### Source
§

Pour Christian Tridon, le maintien de l'état des ponts n'est pas simplement un problème de financement. Il croit nécessaire de sensibiliser les collectivités locales et d'impliquer l'opinion publique, ce à quoi travaille son organisation. «Il y a vingt ans, existaient en France des agents spéciaux de la direction départementale de l'équipement (DDE). Aujourd'hui, le maire est le seul qui est responsable de l'état des ouvrages de génie civil», se désole le président du Syndicat:

«Le maire est laissé seul avec ses problèmes, l'État ne l'aide pas. Tous les maires ne comprennent pas suffisamment l'importance de la question pour allouer des fonds à une vérification de "son" pont par un spécialiste.»

§

### Objectif
Pouvez-vous écrire la suite du texte ci-dessus sur l'entretien des ponts, à partir de sa dernière phrase ?

### Contenu des données
§

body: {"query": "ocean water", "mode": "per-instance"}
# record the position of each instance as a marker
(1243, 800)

§

### Réponse
D'après Christian Tridon, une solution existe pour pallier la nécessité de surveiller étroitement des structures de haute technologie: créer en France un «Carnet de maintenance du pont», un document qui n'existe pas aujourd'hui. Dans ce «carnet de santé» de l'ouvrage d'art, on trouverait une fiche technique et l'identité du pont, un carnet d'entretien et les dates d'inspection.

«Le maire doit avoir des informations précises sur "son" pont. S'il ne dispose pas de fonds suffisants pour une enquête professionnelle de son état, il doit s'adresser au département ou à l'État. Si le maire a de gros doutes sur l'état du pont, il doit savoir mobiliser la volonté politique et décider de le fermer à la circulation.»